Coordinate annotation records:
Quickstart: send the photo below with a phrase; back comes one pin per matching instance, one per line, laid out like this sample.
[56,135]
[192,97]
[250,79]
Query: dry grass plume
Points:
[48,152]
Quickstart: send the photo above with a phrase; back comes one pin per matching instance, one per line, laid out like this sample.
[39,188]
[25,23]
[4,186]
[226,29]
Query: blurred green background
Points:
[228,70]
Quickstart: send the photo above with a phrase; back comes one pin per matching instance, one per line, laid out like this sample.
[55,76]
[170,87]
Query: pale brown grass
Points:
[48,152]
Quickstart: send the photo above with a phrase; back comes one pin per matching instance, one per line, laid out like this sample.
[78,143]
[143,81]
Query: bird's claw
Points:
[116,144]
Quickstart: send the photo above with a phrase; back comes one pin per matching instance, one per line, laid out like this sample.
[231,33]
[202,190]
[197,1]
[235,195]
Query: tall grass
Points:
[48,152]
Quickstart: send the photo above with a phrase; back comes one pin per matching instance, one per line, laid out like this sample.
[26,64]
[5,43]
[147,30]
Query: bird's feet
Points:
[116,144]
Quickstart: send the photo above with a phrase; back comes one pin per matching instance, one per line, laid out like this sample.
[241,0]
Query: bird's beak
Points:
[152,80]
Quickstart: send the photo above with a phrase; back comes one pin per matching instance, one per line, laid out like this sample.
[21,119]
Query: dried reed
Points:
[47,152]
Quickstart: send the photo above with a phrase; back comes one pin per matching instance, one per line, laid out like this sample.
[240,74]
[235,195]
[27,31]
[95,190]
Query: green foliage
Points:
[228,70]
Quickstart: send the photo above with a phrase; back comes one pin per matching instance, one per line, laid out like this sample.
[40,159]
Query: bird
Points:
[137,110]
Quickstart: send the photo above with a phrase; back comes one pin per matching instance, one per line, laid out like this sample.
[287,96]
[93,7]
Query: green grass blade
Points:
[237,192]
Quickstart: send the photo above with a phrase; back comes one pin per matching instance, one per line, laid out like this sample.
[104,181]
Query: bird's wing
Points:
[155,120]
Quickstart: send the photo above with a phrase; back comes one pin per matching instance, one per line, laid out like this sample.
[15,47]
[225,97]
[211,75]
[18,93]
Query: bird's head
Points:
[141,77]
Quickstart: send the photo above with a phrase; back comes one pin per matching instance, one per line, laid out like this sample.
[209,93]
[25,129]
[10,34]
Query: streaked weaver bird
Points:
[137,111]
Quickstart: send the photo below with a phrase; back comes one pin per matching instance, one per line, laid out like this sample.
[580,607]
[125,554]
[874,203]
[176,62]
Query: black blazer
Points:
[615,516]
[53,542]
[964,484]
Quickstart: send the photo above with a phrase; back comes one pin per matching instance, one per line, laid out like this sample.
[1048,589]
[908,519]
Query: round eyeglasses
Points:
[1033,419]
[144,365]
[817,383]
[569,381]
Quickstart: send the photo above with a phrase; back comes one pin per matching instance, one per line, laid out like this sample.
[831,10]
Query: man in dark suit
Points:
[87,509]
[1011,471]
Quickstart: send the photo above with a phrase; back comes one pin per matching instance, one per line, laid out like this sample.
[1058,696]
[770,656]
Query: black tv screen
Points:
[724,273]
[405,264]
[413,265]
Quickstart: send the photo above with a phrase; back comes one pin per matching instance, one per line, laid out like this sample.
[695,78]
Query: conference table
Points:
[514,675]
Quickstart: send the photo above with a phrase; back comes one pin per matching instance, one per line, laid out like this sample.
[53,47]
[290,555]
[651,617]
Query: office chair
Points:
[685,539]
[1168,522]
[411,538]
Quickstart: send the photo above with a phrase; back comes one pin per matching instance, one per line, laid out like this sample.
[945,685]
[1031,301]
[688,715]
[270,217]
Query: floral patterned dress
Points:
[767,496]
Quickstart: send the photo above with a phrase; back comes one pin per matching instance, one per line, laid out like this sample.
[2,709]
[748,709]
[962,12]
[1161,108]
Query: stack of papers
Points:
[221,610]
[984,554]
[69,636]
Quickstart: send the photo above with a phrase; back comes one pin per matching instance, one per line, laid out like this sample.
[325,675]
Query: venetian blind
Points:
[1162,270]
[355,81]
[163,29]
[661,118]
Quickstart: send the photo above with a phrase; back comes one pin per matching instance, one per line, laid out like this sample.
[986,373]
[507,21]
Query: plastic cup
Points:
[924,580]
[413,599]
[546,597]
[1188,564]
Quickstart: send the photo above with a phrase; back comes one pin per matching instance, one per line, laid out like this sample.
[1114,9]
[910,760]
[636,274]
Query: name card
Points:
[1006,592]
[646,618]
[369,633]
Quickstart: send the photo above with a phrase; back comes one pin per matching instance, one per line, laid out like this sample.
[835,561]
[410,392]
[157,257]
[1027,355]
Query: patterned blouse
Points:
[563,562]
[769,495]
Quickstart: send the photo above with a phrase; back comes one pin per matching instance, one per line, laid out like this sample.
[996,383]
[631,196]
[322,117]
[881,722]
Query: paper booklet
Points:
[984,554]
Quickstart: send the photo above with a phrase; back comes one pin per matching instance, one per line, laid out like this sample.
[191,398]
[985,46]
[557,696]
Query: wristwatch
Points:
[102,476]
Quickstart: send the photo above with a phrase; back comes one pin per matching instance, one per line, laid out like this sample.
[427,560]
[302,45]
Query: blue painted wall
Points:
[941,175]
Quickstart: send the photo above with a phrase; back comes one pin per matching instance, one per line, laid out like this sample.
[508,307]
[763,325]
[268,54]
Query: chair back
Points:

What to work on:
Identify every line above that contains the string "bird" and copy each one out in full.

Response to the task:
Query: bird's claw
Query: bird's feet
Query: bird's beak
Query: bird
Query: bird's wing
Query: bird's head
Query: streaked weaver bird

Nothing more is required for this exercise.